Detection examples
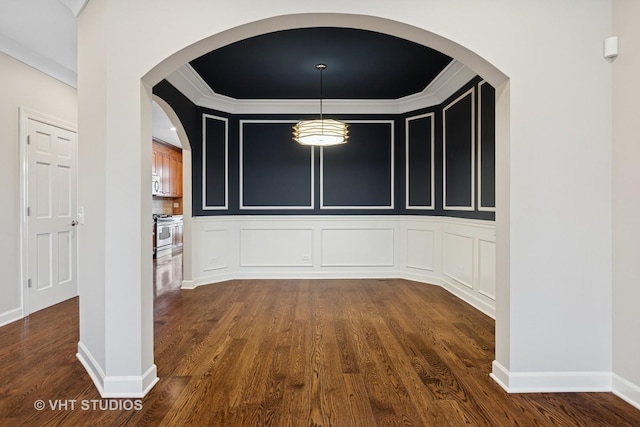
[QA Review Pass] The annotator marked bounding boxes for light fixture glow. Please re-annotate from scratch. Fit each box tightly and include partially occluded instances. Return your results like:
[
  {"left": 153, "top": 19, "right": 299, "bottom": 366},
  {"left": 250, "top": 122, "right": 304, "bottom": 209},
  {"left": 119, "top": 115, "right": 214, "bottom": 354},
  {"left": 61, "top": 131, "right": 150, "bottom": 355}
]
[{"left": 293, "top": 64, "right": 349, "bottom": 146}]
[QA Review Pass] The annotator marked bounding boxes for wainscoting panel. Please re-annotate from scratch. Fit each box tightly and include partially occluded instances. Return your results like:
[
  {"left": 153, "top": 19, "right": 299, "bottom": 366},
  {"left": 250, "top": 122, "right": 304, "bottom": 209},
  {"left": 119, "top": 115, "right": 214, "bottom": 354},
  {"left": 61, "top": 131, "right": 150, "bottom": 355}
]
[
  {"left": 240, "top": 228, "right": 313, "bottom": 267},
  {"left": 202, "top": 229, "right": 229, "bottom": 271},
  {"left": 190, "top": 215, "right": 496, "bottom": 317},
  {"left": 443, "top": 232, "right": 473, "bottom": 289},
  {"left": 321, "top": 228, "right": 394, "bottom": 267},
  {"left": 406, "top": 228, "right": 435, "bottom": 271},
  {"left": 478, "top": 239, "right": 496, "bottom": 301}
]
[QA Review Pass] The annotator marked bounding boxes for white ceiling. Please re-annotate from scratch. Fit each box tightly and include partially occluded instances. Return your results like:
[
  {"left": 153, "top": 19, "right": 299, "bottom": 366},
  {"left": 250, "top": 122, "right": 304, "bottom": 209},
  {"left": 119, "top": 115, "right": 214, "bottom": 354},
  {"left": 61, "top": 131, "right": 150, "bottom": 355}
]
[{"left": 0, "top": 0, "right": 180, "bottom": 147}]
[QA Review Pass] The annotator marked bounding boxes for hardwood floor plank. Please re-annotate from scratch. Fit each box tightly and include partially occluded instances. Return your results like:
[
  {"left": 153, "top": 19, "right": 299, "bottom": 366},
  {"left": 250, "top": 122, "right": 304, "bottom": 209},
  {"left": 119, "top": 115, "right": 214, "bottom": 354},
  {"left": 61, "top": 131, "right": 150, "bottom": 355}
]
[{"left": 0, "top": 272, "right": 640, "bottom": 427}]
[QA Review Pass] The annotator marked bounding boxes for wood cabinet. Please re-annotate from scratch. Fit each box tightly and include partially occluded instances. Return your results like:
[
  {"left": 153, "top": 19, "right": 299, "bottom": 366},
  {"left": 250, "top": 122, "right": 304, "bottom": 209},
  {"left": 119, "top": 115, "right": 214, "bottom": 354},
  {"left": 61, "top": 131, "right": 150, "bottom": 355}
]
[
  {"left": 151, "top": 140, "right": 182, "bottom": 197},
  {"left": 171, "top": 220, "right": 183, "bottom": 251}
]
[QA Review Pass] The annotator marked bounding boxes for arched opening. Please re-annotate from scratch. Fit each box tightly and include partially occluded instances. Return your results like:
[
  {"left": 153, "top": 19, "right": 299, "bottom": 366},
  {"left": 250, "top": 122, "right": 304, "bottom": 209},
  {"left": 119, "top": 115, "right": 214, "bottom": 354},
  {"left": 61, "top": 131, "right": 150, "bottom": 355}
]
[{"left": 143, "top": 10, "right": 510, "bottom": 392}]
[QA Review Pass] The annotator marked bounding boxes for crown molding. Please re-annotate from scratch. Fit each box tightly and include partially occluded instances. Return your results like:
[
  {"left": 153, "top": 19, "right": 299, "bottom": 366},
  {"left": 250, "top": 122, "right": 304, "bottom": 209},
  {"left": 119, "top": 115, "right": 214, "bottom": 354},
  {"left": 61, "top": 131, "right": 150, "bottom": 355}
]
[
  {"left": 167, "top": 59, "right": 476, "bottom": 114},
  {"left": 0, "top": 34, "right": 78, "bottom": 88},
  {"left": 58, "top": 0, "right": 89, "bottom": 18}
]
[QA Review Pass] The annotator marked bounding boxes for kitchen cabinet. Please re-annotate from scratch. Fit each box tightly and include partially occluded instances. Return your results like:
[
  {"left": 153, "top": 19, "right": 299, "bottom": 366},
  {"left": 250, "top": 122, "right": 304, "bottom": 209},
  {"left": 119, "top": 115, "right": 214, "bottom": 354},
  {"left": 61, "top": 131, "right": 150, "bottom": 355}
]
[
  {"left": 171, "top": 219, "right": 183, "bottom": 251},
  {"left": 151, "top": 140, "right": 182, "bottom": 198}
]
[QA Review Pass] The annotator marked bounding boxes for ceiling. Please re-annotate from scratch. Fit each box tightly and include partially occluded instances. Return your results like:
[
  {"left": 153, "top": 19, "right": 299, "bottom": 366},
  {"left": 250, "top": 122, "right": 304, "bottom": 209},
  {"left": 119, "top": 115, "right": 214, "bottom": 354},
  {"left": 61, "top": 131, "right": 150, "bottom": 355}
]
[
  {"left": 190, "top": 28, "right": 451, "bottom": 100},
  {"left": 0, "top": 0, "right": 474, "bottom": 144}
]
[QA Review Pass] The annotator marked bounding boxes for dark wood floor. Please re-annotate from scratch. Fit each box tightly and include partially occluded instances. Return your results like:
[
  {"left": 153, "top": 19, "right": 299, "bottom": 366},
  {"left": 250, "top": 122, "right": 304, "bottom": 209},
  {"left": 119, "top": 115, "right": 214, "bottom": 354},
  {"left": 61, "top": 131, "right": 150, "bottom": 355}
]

- AIM OF THE EXERCISE -
Print all of the items above again, line for line, with no changes. Leave the pictures out of your output.

- CORRECT ANSWER -
[QA Review Pass] The annotator marked bounding boxes for light fixture glow. Please re-annotate from scratch. Fit each box tightly and include partially occluded instances. Return your results like:
[
  {"left": 153, "top": 19, "right": 299, "bottom": 366},
  {"left": 250, "top": 122, "right": 304, "bottom": 209},
  {"left": 119, "top": 115, "right": 214, "bottom": 354},
  {"left": 61, "top": 131, "right": 150, "bottom": 355}
]
[{"left": 293, "top": 64, "right": 349, "bottom": 146}]
[QA Review Pass] The annotator marked bounding boxes for wainscoting panel. Please re-annotate from scratch. Fit each box tightly and include partially occluded instances. Return your results like:
[
  {"left": 153, "top": 19, "right": 299, "bottom": 366},
  {"left": 250, "top": 122, "right": 304, "bottom": 209},
  {"left": 119, "top": 115, "right": 214, "bottom": 354},
  {"left": 61, "top": 131, "right": 150, "bottom": 355}
]
[
  {"left": 240, "top": 228, "right": 313, "bottom": 267},
  {"left": 202, "top": 229, "right": 229, "bottom": 271},
  {"left": 190, "top": 215, "right": 496, "bottom": 317},
  {"left": 443, "top": 232, "right": 473, "bottom": 289},
  {"left": 321, "top": 228, "right": 394, "bottom": 267},
  {"left": 406, "top": 228, "right": 435, "bottom": 271},
  {"left": 478, "top": 239, "right": 496, "bottom": 301}
]
[QA Review Pass] The annotator marked bounding boxes for white ceiling. Please re-annotate from scratch. Fit each box tightly and include partially occluded instances. Return your results like:
[
  {"left": 153, "top": 19, "right": 299, "bottom": 366},
  {"left": 250, "top": 122, "right": 304, "bottom": 209},
  {"left": 119, "top": 115, "right": 214, "bottom": 354},
  {"left": 61, "top": 131, "right": 150, "bottom": 355}
]
[{"left": 0, "top": 0, "right": 180, "bottom": 147}]
[QA Review Pass] The annotator marked bounding boxes for hardwood floor plank. Please re-annotate from scratch. Fit each box tightly and include partially occluded instances. Return your results like:
[
  {"left": 153, "top": 19, "right": 299, "bottom": 366},
  {"left": 250, "top": 122, "right": 304, "bottom": 209},
  {"left": 119, "top": 115, "right": 214, "bottom": 354},
  {"left": 61, "top": 131, "right": 150, "bottom": 355}
]
[{"left": 0, "top": 272, "right": 640, "bottom": 427}]
[QA Review Pass] The annotator marked bounding boxes for wood cabinet. Please re-annotate from scratch. Fit each box tightly and include partially occluded instances. Return your results like:
[
  {"left": 153, "top": 19, "right": 299, "bottom": 366},
  {"left": 250, "top": 122, "right": 304, "bottom": 209},
  {"left": 119, "top": 115, "right": 214, "bottom": 354},
  {"left": 61, "top": 131, "right": 150, "bottom": 355}
]
[
  {"left": 151, "top": 140, "right": 182, "bottom": 197},
  {"left": 171, "top": 220, "right": 183, "bottom": 251}
]
[QA Review Pass] The annotator marked bounding boxes for arched opening. Please re-annotate from scratch. Fit each box tightly and include partially occluded instances. Return your results like:
[
  {"left": 153, "top": 19, "right": 299, "bottom": 366},
  {"left": 250, "top": 122, "right": 304, "bottom": 209},
  {"left": 119, "top": 115, "right": 214, "bottom": 354},
  {"left": 61, "top": 131, "right": 150, "bottom": 355}
]
[{"left": 143, "top": 10, "right": 510, "bottom": 392}]
[QA Review Pass] The annotator marked bounding boxes for crown molding. Please re-annotate from scratch. Fit each box tightly and include partially occluded instances. Return your results like:
[
  {"left": 153, "top": 19, "right": 299, "bottom": 366},
  {"left": 250, "top": 122, "right": 304, "bottom": 209},
  {"left": 119, "top": 115, "right": 214, "bottom": 354},
  {"left": 61, "top": 131, "right": 150, "bottom": 355}
]
[
  {"left": 167, "top": 59, "right": 476, "bottom": 114},
  {"left": 0, "top": 34, "right": 78, "bottom": 88},
  {"left": 58, "top": 0, "right": 89, "bottom": 18}
]
[QA Review Pass] The annotator marked bounding boxes for kitchen cabinet. Please re-annotate from scratch. Fit each box tightly and include partially occluded instances. Return your results like:
[
  {"left": 153, "top": 19, "right": 299, "bottom": 366},
  {"left": 250, "top": 122, "right": 304, "bottom": 209},
  {"left": 119, "top": 115, "right": 214, "bottom": 354},
  {"left": 61, "top": 131, "right": 150, "bottom": 355}
]
[
  {"left": 171, "top": 219, "right": 183, "bottom": 251},
  {"left": 151, "top": 140, "right": 182, "bottom": 198}
]
[QA Review Pass] The annotator marked bounding boxes for ceiling. Please re-annotate from scratch. Fit each box tightly and include partially occluded instances. Return your results like:
[
  {"left": 153, "top": 19, "right": 299, "bottom": 366},
  {"left": 250, "top": 122, "right": 304, "bottom": 209},
  {"left": 119, "top": 115, "right": 214, "bottom": 354},
  {"left": 61, "top": 131, "right": 150, "bottom": 355}
]
[
  {"left": 190, "top": 28, "right": 451, "bottom": 100},
  {"left": 0, "top": 0, "right": 474, "bottom": 144}
]
[QA Review Pass] The annotator marked bounding boxes for dark wood floor. Please re-annotate from scratch. Fit each box tightly and include partially occluded instances. Return your results like:
[
  {"left": 153, "top": 19, "right": 299, "bottom": 366},
  {"left": 250, "top": 122, "right": 304, "bottom": 209},
  {"left": 119, "top": 115, "right": 214, "bottom": 354},
  {"left": 61, "top": 131, "right": 150, "bottom": 355}
]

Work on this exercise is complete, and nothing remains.